Research Article
Assessing the Feasibility of Common Currency Area among D-8 Group Members: Structural VAR Model Approach
Department of Economics, University of Tabriz, Iran
Somayeh Razzaghi
Department of Economics, University of Tabriz, Iran
One of the most important criteria in creating a common currency in a region is the trend of intra-regional trade. The large amount of intra regional trade can encourages countries to remove some trade barriers by using a common currency. According to statistical data, the value of bilateral trade between D-81 group members has raised from 24.527 billion US dollar in the year of 2006-71 billion US dollar in 2011 (WTO, 2012). With this significant amount of trade among these countries, eliminating trade barriers and reduction of transaction costs is an important issue. Where, adopting a common currency reduces transaction costs by cutting costs of exchanging one currency into another. Moreover, the exchange rate volatility among currencies is a trade barrier that forming a common currency area can reduce the uncertainty of currency volatility.
Some purposes of D-8 group members are to improve member's statues globally and create the new opportunities among them. Adopting a common currency can accelerate the process of trade and financial market integrations and economic convergence among members. Consequently, it increases members power in international decision-making and improve member position globally.
In addition, D-8 group members are developing countries that suffer some economic problems such as lack of investment. The flows of foreign direct investment into these countries can help them to accelerate the process of development. However, the flow of capital and foreign direct investment needs an integrated and efficient capital and financial markets. From this view, forming a common currency area can diminish currency risks and encourage long run investment.

(What to do):
**1.** Answer these from the D-8 currency article, one short line each:
(a) What does the article call one of the most important criteria in creating a common currency in a region?
(b) Which organization and year are cited for the bilateral trade figures?
(c) What economic problem is given as an example of what D-8 members suffer from?
**2.** According to the D-8 currency article, a common currency or common currency area reduces or diminishes certain things. List every one of them.
**3.** Translate this sentence from the D-8 currency article into Spanish: "The flows of foreign direct investment into these countries can help them to accelerate the process of development."
The material after this point comes from a separate source and has no connection to the D-8 currency article.

(Items):

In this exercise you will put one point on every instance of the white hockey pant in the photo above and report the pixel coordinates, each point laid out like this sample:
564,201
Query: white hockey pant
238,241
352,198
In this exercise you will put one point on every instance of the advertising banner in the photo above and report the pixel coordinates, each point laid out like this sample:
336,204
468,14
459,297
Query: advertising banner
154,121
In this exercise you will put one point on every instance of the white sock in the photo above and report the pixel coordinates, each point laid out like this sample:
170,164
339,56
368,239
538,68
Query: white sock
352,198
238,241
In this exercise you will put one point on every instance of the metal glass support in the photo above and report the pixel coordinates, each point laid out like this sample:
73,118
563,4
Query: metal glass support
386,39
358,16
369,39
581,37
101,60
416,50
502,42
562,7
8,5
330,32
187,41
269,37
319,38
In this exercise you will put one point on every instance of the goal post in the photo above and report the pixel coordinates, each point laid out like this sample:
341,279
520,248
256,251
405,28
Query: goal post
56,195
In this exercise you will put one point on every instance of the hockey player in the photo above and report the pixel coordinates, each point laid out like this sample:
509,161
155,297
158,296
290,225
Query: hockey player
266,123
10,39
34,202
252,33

--

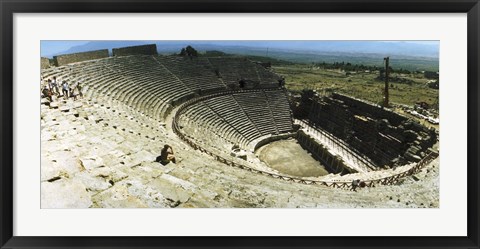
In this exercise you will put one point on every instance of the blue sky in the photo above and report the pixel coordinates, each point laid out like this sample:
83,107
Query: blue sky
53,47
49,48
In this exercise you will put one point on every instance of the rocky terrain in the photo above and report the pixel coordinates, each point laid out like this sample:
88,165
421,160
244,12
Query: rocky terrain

---

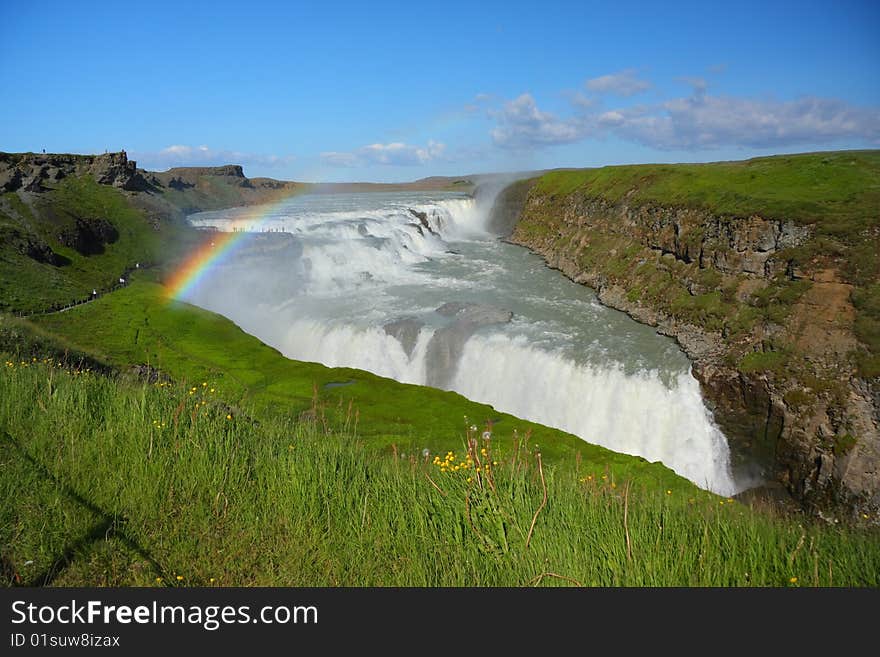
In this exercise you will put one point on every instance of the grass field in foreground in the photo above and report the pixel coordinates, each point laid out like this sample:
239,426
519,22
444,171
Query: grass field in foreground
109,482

(Answers below):
**1.**
(a) The trend of intra-regional trade.
(b) The WTO, 2012.
(c) A lack of investment.

**2.**
- Transaction costs
- The uncertainty of currency volatility
- Currency risks

**3.** Los flujos de inversión extranjera directa hacia estos países pueden ayudarlos a acelerar el proceso de desarrollo.